OBJETIVOS:
a) Atualize o texto sobre a política lacaniana: reescreva tudo de "Por que trazer" até "política se trata?", trocando "III Jornada" por "IV Jornada".
b) No texto sobre a política lacaniana, em que seminário Jacques Lacan introduziu a dimensão da política à psicanálise?

TEXTO CITADO:
>>>>>

Eixos Temáticos

Eixo III – O que está em jogo na política lacaniana se nos referirmos a ela como acontecimento de corpo?

Responsáveis: Lídia Pessoa (AMP/EBP) e Vânia Ferreira (Aderente Seção Nordeste)

 

“Gente é um lugar de se perguntar o um

Das estrelas se perguntarem se tantas são

Cada estrela se espanta à própria explosão”.

                     (Caetano Veloso, Gente. 1977)

Por que trazer hoje na III Jornada da Seção Nordeste a discussão da política na psicanálise? Na década de 60 do século XX Jacques Lacan introduziu a dimensão da política à psicanálise no Seminário a lógica da Fantasia: “…se dirá não digo mesmo “política é o inconsciente, mas simplesmente, o inconsciente é a política”[1]. De que política se trata?

<<<<<

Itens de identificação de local
>>>>>

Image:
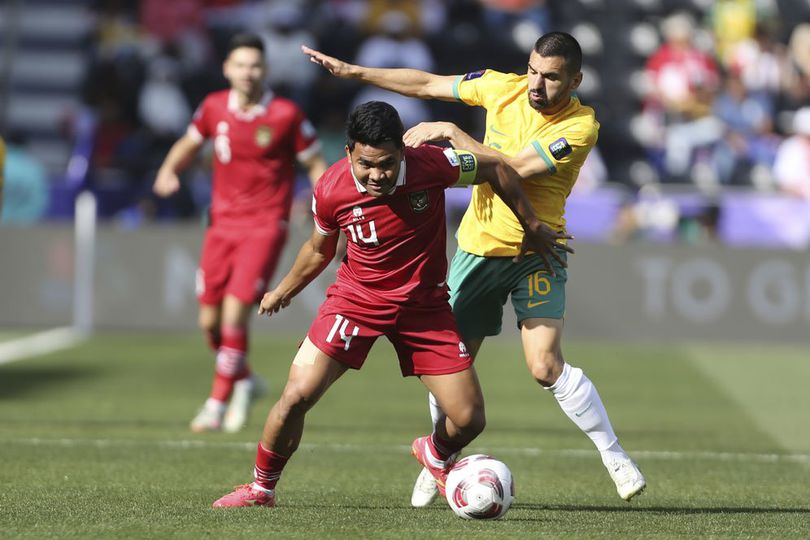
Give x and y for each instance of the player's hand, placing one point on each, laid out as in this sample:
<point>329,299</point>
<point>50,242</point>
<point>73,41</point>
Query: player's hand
<point>424,132</point>
<point>336,67</point>
<point>544,241</point>
<point>273,302</point>
<point>166,184</point>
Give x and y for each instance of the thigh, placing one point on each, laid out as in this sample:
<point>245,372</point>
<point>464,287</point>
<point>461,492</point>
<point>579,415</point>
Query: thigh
<point>215,267</point>
<point>536,293</point>
<point>345,331</point>
<point>477,295</point>
<point>255,260</point>
<point>428,343</point>
<point>312,372</point>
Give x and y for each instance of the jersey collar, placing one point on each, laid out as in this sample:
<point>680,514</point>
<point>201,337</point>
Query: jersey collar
<point>400,179</point>
<point>257,110</point>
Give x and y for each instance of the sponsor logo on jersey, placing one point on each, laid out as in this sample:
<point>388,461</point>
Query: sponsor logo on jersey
<point>467,162</point>
<point>560,148</point>
<point>263,136</point>
<point>419,201</point>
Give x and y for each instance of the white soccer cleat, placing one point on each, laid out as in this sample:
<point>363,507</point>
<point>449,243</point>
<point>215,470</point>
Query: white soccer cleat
<point>625,474</point>
<point>425,490</point>
<point>208,419</point>
<point>244,393</point>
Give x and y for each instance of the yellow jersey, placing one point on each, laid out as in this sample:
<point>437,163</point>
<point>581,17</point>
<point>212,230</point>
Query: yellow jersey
<point>563,141</point>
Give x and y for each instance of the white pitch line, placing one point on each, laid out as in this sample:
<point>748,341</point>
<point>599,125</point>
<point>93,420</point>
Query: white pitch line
<point>39,344</point>
<point>655,455</point>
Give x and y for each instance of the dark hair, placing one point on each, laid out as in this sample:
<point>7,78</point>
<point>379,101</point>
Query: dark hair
<point>374,123</point>
<point>561,44</point>
<point>251,41</point>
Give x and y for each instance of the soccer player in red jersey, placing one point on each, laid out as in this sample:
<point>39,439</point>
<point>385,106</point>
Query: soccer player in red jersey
<point>389,201</point>
<point>257,138</point>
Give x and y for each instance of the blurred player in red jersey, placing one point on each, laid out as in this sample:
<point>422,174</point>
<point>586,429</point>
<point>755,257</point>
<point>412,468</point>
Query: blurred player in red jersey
<point>257,137</point>
<point>389,201</point>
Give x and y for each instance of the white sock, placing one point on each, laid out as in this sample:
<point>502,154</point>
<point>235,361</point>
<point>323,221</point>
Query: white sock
<point>437,415</point>
<point>257,487</point>
<point>579,399</point>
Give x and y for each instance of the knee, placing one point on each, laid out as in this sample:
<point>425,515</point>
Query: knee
<point>295,401</point>
<point>471,419</point>
<point>209,325</point>
<point>546,367</point>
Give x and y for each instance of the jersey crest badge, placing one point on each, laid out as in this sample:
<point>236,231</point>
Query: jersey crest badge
<point>419,201</point>
<point>263,136</point>
<point>560,148</point>
<point>467,162</point>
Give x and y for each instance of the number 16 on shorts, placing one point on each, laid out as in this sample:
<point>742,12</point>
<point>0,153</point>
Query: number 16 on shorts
<point>340,327</point>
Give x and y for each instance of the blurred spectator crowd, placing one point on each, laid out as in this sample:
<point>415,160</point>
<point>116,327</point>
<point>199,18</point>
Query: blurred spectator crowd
<point>704,105</point>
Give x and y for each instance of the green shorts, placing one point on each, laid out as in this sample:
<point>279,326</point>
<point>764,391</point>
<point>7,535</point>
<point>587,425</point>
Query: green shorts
<point>479,287</point>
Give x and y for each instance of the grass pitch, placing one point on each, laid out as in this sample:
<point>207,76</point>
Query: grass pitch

<<<<<

EM RESPOSTA:
a)
Por que trazer hoje na IV Jornada da Seção Nordeste a discussão da política na psicanálise? Na década de 60 do século XX Jacques Lacan introduziu a dimensão da política à psicanálise no Seminário a lógica da Fantasia: “…se dirá não digo mesmo “política é o inconsciente, mas simplesmente, o inconsciente é a política”[1]. De que política se trata?

b) No Seminário a lógica da Fantasia.